• [Dataset records]

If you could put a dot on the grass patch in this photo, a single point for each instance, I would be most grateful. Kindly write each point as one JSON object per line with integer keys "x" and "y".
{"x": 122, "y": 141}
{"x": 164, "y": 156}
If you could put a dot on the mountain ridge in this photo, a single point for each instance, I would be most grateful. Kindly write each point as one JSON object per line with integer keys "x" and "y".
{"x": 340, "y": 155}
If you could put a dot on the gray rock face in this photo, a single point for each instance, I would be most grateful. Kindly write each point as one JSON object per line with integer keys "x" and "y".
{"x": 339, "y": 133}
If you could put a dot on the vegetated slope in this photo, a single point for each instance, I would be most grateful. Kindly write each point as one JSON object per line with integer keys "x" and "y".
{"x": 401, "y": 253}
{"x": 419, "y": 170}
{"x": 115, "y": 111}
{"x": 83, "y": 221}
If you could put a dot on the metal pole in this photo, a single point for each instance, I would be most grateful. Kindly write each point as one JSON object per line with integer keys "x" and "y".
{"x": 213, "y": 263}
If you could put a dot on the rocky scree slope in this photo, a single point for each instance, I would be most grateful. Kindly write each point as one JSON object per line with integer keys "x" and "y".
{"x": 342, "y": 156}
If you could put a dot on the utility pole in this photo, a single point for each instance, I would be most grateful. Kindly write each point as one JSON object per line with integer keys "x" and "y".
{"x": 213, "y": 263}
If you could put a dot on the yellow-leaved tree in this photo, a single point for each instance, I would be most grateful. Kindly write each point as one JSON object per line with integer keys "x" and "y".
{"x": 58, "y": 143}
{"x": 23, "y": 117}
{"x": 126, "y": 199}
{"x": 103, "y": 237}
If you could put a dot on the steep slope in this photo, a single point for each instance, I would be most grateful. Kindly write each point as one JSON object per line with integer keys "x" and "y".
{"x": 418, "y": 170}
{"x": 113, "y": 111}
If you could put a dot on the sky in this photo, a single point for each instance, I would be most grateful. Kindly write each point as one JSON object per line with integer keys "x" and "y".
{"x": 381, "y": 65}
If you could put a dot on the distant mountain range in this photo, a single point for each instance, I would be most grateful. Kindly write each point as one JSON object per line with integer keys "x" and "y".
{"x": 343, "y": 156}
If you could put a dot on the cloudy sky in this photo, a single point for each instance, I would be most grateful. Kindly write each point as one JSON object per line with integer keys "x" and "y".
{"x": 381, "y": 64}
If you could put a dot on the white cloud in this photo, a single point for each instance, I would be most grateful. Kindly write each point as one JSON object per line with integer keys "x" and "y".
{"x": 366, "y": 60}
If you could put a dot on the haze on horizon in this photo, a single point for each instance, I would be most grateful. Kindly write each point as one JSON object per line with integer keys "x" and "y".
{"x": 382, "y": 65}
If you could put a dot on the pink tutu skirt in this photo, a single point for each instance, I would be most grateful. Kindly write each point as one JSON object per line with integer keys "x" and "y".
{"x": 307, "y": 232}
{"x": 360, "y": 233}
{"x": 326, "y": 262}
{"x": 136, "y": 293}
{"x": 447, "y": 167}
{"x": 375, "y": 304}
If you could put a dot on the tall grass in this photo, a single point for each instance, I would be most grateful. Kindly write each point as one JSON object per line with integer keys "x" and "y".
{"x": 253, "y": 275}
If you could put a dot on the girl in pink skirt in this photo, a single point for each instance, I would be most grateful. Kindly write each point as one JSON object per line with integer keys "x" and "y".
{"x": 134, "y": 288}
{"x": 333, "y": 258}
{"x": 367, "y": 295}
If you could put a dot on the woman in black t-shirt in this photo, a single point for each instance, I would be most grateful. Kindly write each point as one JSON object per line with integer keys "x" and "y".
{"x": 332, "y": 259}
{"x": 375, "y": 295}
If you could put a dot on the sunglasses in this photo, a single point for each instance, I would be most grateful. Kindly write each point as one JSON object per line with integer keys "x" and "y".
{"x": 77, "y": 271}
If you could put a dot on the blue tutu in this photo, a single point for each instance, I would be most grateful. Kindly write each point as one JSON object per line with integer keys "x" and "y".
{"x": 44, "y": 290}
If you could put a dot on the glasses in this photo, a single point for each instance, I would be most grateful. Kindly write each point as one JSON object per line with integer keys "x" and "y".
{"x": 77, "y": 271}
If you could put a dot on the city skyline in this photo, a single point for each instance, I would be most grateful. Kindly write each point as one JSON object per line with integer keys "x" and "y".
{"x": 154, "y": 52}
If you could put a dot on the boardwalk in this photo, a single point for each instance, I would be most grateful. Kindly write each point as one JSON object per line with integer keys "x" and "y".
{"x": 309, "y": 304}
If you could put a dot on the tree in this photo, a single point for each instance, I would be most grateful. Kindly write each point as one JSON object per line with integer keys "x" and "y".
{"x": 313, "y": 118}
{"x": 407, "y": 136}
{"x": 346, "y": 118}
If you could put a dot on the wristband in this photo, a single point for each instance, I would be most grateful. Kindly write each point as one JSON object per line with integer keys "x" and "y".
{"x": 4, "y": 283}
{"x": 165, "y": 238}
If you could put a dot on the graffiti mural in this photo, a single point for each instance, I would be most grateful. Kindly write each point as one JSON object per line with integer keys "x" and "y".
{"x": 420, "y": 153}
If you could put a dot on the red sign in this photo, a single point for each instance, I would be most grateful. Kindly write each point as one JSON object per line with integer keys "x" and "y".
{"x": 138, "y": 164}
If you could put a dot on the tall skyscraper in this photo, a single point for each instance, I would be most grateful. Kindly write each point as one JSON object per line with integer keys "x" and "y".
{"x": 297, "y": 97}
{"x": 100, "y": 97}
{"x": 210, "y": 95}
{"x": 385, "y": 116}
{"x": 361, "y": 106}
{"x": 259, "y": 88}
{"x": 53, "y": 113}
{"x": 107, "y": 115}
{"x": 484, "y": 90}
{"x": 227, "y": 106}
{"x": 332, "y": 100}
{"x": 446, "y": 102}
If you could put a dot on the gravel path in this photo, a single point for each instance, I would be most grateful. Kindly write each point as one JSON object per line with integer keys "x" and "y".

• [Short task] Your task is to retype all of the records exactly.

• [The solution]
If you could put a dot on the grass patch in this photo, a single point for each instance, I would be most grateful. Kindly write each point as one JSON object per line with integer keys "x" and "y".
{"x": 122, "y": 141}
{"x": 164, "y": 156}
If you could put a dot on the mountain ridge in this photo, a single point for each instance, I would be most grateful. Kindly write each point as one JSON object per line with integer keys "x" and "y".
{"x": 340, "y": 155}
If you could put a dot on the gray rock face in this photo, a single point for each instance, I would be most grateful. Kindly write each point as one JSON object per line with integer keys "x" and "y".
{"x": 339, "y": 133}
If you could put a dot on the vegetated slope in this photo, a single point for each instance, I would be most grateful. Kindly write each point as one JSON object per line with integer keys "x" and "y".
{"x": 401, "y": 253}
{"x": 419, "y": 170}
{"x": 115, "y": 111}
{"x": 83, "y": 221}
If you could put a dot on the metal pole in this photo, a single point for each instance, I would be most grateful. Kindly write each point as one JSON object per line with integer keys "x" and "y".
{"x": 213, "y": 263}
If you could put a dot on the rocky scree slope in this photo, a single point for each instance, I would be most grateful. Kindly write each point as one JSON object per line with integer keys "x" and "y".
{"x": 342, "y": 156}
If you could put a dot on the utility pole in this photo, a single point for each instance, I would be most grateful. Kindly write each point as one JSON object per line with integer keys "x" and "y".
{"x": 213, "y": 263}
If you could put a dot on the yellow-leaved tree in this photo, a single point for each instance, I would be most grateful. Kindly write each point as one JSON object per line with integer keys "x" and "y".
{"x": 58, "y": 143}
{"x": 23, "y": 117}
{"x": 126, "y": 199}
{"x": 103, "y": 237}
If you could put a dot on the steep slope in this photo, a single point for each instance, I would be most grateful. Kindly write each point as one JSON object per line with integer keys "x" and "y".
{"x": 418, "y": 170}
{"x": 113, "y": 111}
If you could put a dot on the sky in this photo, a single point for each instance, I would be most grateful. Kindly write each point as one JSON object per line with integer keys "x" and "y".
{"x": 381, "y": 65}
If you could put a dot on the distant mountain range in this photo, a single point for each instance, I would be most grateful. Kindly write each point as one JSON object per line with integer keys "x" and "y".
{"x": 343, "y": 156}
If you could put a dot on the cloudy sky in this photo, a single point for each instance, I would be most grateful. Kindly write each point as one JSON object per line with integer keys "x" and "y".
{"x": 381, "y": 64}
If you could put a dot on the white cloud in this photo, a single point for each instance, I would be most grateful. Kindly write each point as one JSON object per line with integer keys "x" and "y".
{"x": 366, "y": 60}
If you could put a dot on the haze on horizon in this photo, a single point for each instance, I would be most grateful. Kindly write each point as one JSON object per line with integer keys "x" and "y".
{"x": 382, "y": 65}
If you could put a dot on the pink tutu skirt in this photo, a single point for each instance, I would be most grateful. Kindly write each point as one JSON object per line with integer keys "x" and "y".
{"x": 307, "y": 232}
{"x": 360, "y": 233}
{"x": 326, "y": 262}
{"x": 136, "y": 293}
{"x": 447, "y": 167}
{"x": 375, "y": 304}
If you could put a dot on the tall grass in this photo, a single point for each instance, I would be most grateful. Kindly write each point as one JSON object per line with integer keys "x" and "y".
{"x": 253, "y": 275}
If you could put a dot on the girl in pink skirt in this photo, a single point for each instance, I would be most grateful. Kindly write each point as one JSON object per line with integer keys "x" and "y".
{"x": 134, "y": 288}
{"x": 333, "y": 258}
{"x": 367, "y": 295}
If you could put a dot on the woman in black t-shirt in this photo, a single point for each instance, I would be most grateful. Kindly write each point as one JSON object per line with integer keys "x" and "y".
{"x": 332, "y": 259}
{"x": 375, "y": 295}
If you could put a dot on the sunglasses in this photo, a single point for each instance, I would be most grateful. Kindly write each point as one JSON object per line with integer keys "x" and "y".
{"x": 77, "y": 271}
If you could put a dot on the blue tutu in this photo, a single point for each instance, I would be most grateful. Kindly write each point as one JSON object per line with integer keys "x" and "y".
{"x": 44, "y": 290}
If you could put a dot on the glasses in this photo, a single point for each instance, I would be most grateful. Kindly write each point as one JSON object per line with integer keys "x" and "y".
{"x": 77, "y": 271}
If you could put a dot on the city skyline in this photo, a single point for each instance, I would be most grateful. Kindly write each point as one JSON object per line with integer keys "x" and "y".
{"x": 154, "y": 52}
If you could put a dot on the boardwalk in this photo, a single point for each instance, I would be most grateful. Kindly write each point as one JSON object per line with integer keys "x" and "y".
{"x": 309, "y": 304}
If you could put a dot on the tree in this photo, a single point for each instance, I would be most grateful. Kindly write each point as one JSON object per line with integer keys "x" and "y".
{"x": 313, "y": 118}
{"x": 407, "y": 136}
{"x": 346, "y": 118}
If you could put a dot on the wristband in this photo, a single point for each instance, I would be most grateful. Kindly write each point as one JSON object per line with integer keys "x" and "y".
{"x": 4, "y": 283}
{"x": 165, "y": 238}
If you could put a dot on the graffiti mural in this photo, a single point for each instance, I would be most grateful. Kindly write each point as one JSON object per line with integer keys "x" and "y".
{"x": 420, "y": 153}
If you could put a dot on the red sign in this photo, a single point for each instance, I would be most grateful. Kindly write each point as one JSON object per line with integer keys "x" and "y".
{"x": 138, "y": 164}
If you could put a dot on the tall skyscraper in this photo, a single point for each instance, I would be most grateful. Kindly write each point as one JSON object per line with integer keys "x" and "y".
{"x": 297, "y": 97}
{"x": 100, "y": 97}
{"x": 210, "y": 95}
{"x": 385, "y": 116}
{"x": 361, "y": 106}
{"x": 259, "y": 88}
{"x": 53, "y": 113}
{"x": 107, "y": 115}
{"x": 484, "y": 90}
{"x": 227, "y": 106}
{"x": 332, "y": 100}
{"x": 446, "y": 102}
If you could put a dot on the gravel path in this photo, a single point for each instance, I would be most grateful. Kindly write each point as one JSON object per line with integer keys "x" and "y".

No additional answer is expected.